Excerpts from a detection dataset
--- START ---

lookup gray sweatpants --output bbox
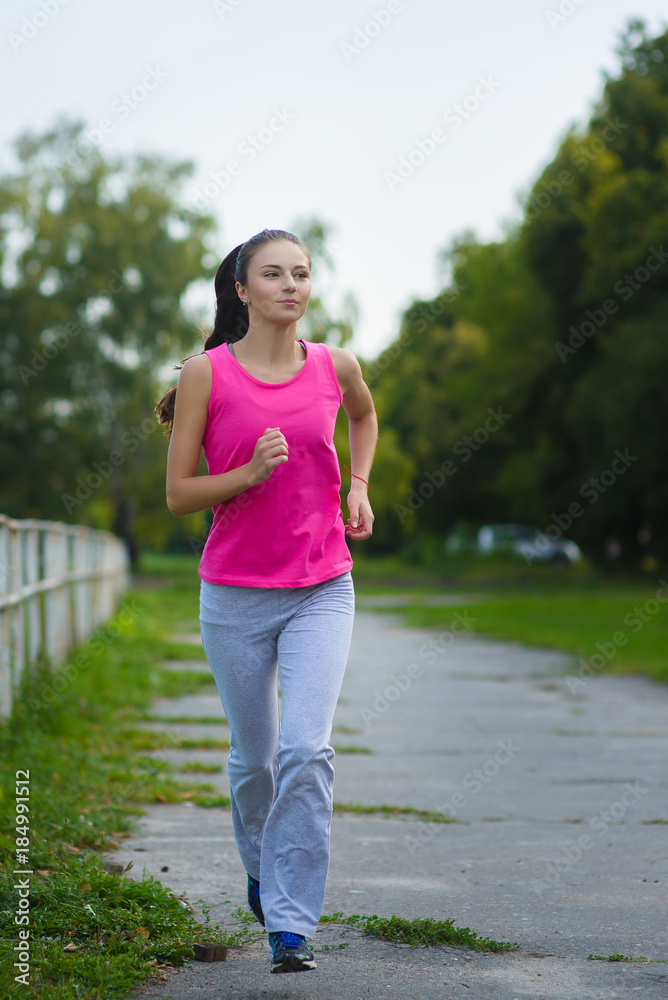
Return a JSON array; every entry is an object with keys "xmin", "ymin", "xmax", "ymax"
[{"xmin": 200, "ymin": 571, "xmax": 355, "ymax": 937}]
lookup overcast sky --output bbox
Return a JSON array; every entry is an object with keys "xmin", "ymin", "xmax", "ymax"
[{"xmin": 0, "ymin": 0, "xmax": 666, "ymax": 358}]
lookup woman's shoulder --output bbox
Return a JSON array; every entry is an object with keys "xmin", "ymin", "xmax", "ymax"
[
  {"xmin": 322, "ymin": 344, "xmax": 361, "ymax": 392},
  {"xmin": 179, "ymin": 351, "xmax": 211, "ymax": 389}
]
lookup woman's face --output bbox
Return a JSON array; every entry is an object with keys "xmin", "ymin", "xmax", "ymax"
[{"xmin": 236, "ymin": 240, "xmax": 311, "ymax": 323}]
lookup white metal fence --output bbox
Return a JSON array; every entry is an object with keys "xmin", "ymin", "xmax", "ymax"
[{"xmin": 0, "ymin": 514, "xmax": 130, "ymax": 718}]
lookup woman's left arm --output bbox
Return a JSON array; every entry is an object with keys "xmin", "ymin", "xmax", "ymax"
[{"xmin": 329, "ymin": 347, "xmax": 378, "ymax": 540}]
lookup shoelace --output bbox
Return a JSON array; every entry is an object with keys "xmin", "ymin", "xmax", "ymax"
[{"xmin": 276, "ymin": 931, "xmax": 302, "ymax": 948}]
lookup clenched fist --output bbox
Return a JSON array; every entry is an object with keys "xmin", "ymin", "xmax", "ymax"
[{"xmin": 248, "ymin": 427, "xmax": 288, "ymax": 483}]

--- END ---

**JOB**
Rewrite all of the records above with each "lookup" changed to "locate" and nothing else altered. Leave the pictures out of your answer.

**SOLUTION**
locate gray sweatpants --output bbox
Return a JSON array; every entry is an object with keys "xmin", "ymin", "xmax", "ymax"
[{"xmin": 200, "ymin": 571, "xmax": 355, "ymax": 937}]
locate overcast sky --output bbox
Return a JSON array; every entry is an object with keys "xmin", "ymin", "xmax", "ymax"
[{"xmin": 0, "ymin": 0, "xmax": 666, "ymax": 358}]
locate woman's shoulder --output bbox
Return a JSON array; every entry is an object with keys "xmin", "ymin", "xmax", "ymax"
[
  {"xmin": 322, "ymin": 344, "xmax": 361, "ymax": 392},
  {"xmin": 179, "ymin": 351, "xmax": 211, "ymax": 389}
]
locate woman's face --output bbox
Return a JSON array; every entry is an object with keys "xmin", "ymin", "xmax", "ymax"
[{"xmin": 236, "ymin": 240, "xmax": 311, "ymax": 323}]
locate white metal fence --output bbox
Return a JSON array; every entry is an object with keys "xmin", "ymin", "xmax", "ymax"
[{"xmin": 0, "ymin": 514, "xmax": 130, "ymax": 718}]
locate woman's left arm --output bbox
Return a JSON array; every entry is an object with keys "xmin", "ymin", "xmax", "ymax"
[{"xmin": 329, "ymin": 347, "xmax": 378, "ymax": 540}]
locate shoelace --output bbox
Return a JSON array; every entry is an object with keys "xmin", "ymin", "xmax", "ymax"
[{"xmin": 276, "ymin": 931, "xmax": 302, "ymax": 948}]
locate clenched fist --output bbox
Return a JSON array; every entry is an object with keys "xmin", "ymin", "xmax", "ymax"
[{"xmin": 248, "ymin": 427, "xmax": 288, "ymax": 483}]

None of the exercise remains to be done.